# Given information start

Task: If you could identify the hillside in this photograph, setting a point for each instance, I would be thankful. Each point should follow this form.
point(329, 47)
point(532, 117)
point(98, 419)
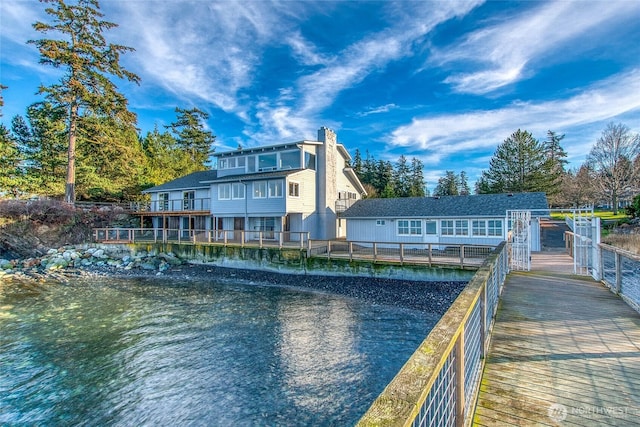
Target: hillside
point(28, 228)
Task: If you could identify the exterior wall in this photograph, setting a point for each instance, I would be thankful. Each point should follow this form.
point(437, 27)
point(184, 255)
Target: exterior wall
point(372, 230)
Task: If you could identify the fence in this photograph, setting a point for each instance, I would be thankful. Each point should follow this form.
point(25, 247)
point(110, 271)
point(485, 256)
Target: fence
point(439, 384)
point(621, 273)
point(413, 253)
point(242, 238)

# Given information end

_Work to be completed_:
Reproduce all lines of the listing above, requests included, shifting every answer point coordinate up by 107 while leaving the numbers in the requests and their format samples unchanged. Leave the pictures out of your answer.

_The completed task_:
Task: If you could identify the hillside in this photograph, setting a point for each instance, I would be thankful. Each point should follow this form.
point(329, 47)
point(532, 117)
point(98, 419)
Target: hillside
point(135, 335)
Task: If you could identify the exterior wall in this photograph, setting a point for each instance, I would be thankful. Each point should follow this form.
point(437, 27)
point(184, 255)
Target: exterior wall
point(479, 337)
Task: If you could identify the fence in this photograph, setting a point for each instance, I would be thankful. Each point should follow this form.
point(25, 247)
point(110, 271)
point(485, 256)
Target: fence
point(546, 491)
point(728, 380)
point(520, 360)
point(349, 345)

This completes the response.